Start of TEXT

Can I make a dual intention for the 6 fasts of Shawwal?

the six fasts of shawwal
the six fasts of shawwal

The Prophet (peace be on him) used to fast the 6 days of Shawwal. They do not have to be fasted consecutively but at any time during the month. 

When can you fast after Eid?

You can fast from 2nd Shawwal, but it is better to delay the fasting the six days of Shawwal until after the three days of Eid are over, so they can be a time of joy and celebration. They are like the three days of Mina, during which the Prophet (peace be upon him) forbade fasting.

One has the whole of Shawwal to fast, so one should not fast until the fourth day of Shawwal. In this way, one can meet family and friends while not fasting and be part of the joy. It would not be nice to reject someone’s hospitality and say you are fasting.

Abdul Razzaq (8170) commented in “Al-Musannaf” that the three days of Eid al-Fitr are days of celebration and feasting, so he strongly disapproved of fasting on the second day of Shawwal.

The reward of fasting the 6 days of Shawwal

Abu Ayyub Al Ansari (may Allah be pleased with him) reported that Allah’s Messenger said:

 “من صام رمضان وأتبعه بست مِنْ شَوَّالٍ، كَانَ كَصِيَامِ الدَّهْرِ ” رواه مسلم.

He who observed the fast of Ramadan and then followed it with six (fasts) of Shawwal, it would be as if he fasted for a lifetime. (Sahih Muslim)

In this authentic hadith, the Prophet (peace be upon him) said that the fasts of Ramadan with the 6 days fasts of Shawwal were like fasting a dahr. Dahr doesn’t mean a whole year, it means lifetime.

End of TEXT
Start of DATA EXTRACTS

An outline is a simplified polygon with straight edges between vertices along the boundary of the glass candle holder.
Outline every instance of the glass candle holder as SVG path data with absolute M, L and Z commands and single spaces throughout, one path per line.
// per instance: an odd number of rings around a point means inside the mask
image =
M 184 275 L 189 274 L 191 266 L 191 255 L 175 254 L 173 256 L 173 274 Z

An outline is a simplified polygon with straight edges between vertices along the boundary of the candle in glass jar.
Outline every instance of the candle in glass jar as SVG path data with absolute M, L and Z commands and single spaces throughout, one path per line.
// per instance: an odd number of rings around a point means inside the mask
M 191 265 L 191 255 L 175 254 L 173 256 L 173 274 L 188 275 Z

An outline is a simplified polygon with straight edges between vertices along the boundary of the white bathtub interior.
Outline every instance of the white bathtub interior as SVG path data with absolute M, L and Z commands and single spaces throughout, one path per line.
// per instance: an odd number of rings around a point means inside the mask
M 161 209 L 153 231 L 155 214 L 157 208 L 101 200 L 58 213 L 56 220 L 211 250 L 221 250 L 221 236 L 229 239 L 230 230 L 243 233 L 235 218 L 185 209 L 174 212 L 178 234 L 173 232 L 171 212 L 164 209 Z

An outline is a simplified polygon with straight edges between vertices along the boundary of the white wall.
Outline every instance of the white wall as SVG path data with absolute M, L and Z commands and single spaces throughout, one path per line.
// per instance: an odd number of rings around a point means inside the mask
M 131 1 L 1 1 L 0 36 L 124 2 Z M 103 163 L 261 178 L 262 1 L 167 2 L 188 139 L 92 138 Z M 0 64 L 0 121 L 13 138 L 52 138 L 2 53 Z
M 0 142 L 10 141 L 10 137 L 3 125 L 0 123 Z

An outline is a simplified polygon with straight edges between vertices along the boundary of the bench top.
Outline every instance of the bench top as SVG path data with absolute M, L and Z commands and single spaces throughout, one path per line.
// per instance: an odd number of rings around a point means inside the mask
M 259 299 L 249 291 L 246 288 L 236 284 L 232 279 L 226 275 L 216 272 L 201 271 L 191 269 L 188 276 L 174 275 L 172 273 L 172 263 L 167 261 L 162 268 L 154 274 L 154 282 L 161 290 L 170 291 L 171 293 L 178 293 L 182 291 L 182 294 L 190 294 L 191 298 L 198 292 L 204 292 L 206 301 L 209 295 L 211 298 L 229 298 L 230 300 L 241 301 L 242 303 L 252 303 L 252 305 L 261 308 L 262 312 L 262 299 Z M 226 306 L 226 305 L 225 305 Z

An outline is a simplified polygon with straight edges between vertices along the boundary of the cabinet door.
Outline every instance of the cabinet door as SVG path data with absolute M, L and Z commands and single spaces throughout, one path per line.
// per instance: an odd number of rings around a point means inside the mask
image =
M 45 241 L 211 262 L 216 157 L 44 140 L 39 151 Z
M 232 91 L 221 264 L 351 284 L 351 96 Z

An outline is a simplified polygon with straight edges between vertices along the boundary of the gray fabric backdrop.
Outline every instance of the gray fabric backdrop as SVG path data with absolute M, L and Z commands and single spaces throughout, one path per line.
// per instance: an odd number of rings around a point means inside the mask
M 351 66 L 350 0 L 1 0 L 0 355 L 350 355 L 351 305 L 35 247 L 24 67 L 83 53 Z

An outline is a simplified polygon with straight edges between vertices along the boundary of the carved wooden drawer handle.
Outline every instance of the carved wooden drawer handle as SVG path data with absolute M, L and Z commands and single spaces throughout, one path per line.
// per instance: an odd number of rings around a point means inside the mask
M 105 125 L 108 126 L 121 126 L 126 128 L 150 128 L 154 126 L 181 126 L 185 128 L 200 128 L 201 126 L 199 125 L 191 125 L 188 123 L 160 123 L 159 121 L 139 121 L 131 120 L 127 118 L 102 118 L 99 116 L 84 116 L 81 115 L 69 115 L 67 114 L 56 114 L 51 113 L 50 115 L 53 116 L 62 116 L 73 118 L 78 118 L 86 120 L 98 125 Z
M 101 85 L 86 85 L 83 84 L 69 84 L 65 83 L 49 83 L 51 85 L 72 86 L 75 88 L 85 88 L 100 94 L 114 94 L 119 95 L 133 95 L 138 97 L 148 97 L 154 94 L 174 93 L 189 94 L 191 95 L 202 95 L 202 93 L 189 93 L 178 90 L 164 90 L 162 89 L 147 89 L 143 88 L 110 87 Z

End of DATA EXTRACTS

Continue the article on the six Shawwal fasts, picking up after its final sentence.

Many people are more familiar with this narration:

عن ثَوْبَانَ ، أَنَّ رَسُولَ اللَّهِ صَلَّى اللَّهُ عَلَيْهِ وَسَلَّمَ قَالَ : ” صِيَامُ شَهْرٍ بِعَشَرَةِ أَشْهُرٍ، وَسِتَّةِ أَيَّامٍ بَعْدَهُنَّ بِشَهْرَيْنِ، فَذَلِكَ تَمَامُ سَنَةٍ “. يَعْنِي شَهْرَ رَمَضَانَ وَسِتَّةَ أَيَّامٍ بَعْدَهُ. النسائي وأحمد والدارمي

Fasting one month equal ten months, and six days afterwards equals two months and this is one year. (Nasa’i and Ahmad)

It is from this narration that people equate these fasts with one year of fasting. Either way, we can see that the reward is huge. So both narrations are saying the same thing, if you do this every year it’s like you have fasted the whole year all your life.

Should we make up missed fasts before we do the 6 fasts of Shawwal?

The hadith says, ‘Whoever fasts Ramadan and follows it by fasting 6 days in Shawwal’, and as the missing days of Ramadan are part of Ramadan, you ought to make up the missed days of Ramadan before you do the additional fasts of Shawwal. This is one opinion.

Can we make a combined intention to make up missed fasts and the Shawwal fasts?

Another opinion is that we can make the intention in Shawwal to make up the missing days of Ramadan and because we are fasting in Shawwal, we can hope that we will get the reward of fasting in both Ramadan and Shawwal. By making up the missing days of Ramadan in Shawwal you will inshallah get the reward of both.

Yet another opinion is that you can combine the intention of the fard which you missed and the sunnah of Shawwal, but it’s disagreed upon.

Can you make the Shawwal fasts up first and then the Ramadan ones later?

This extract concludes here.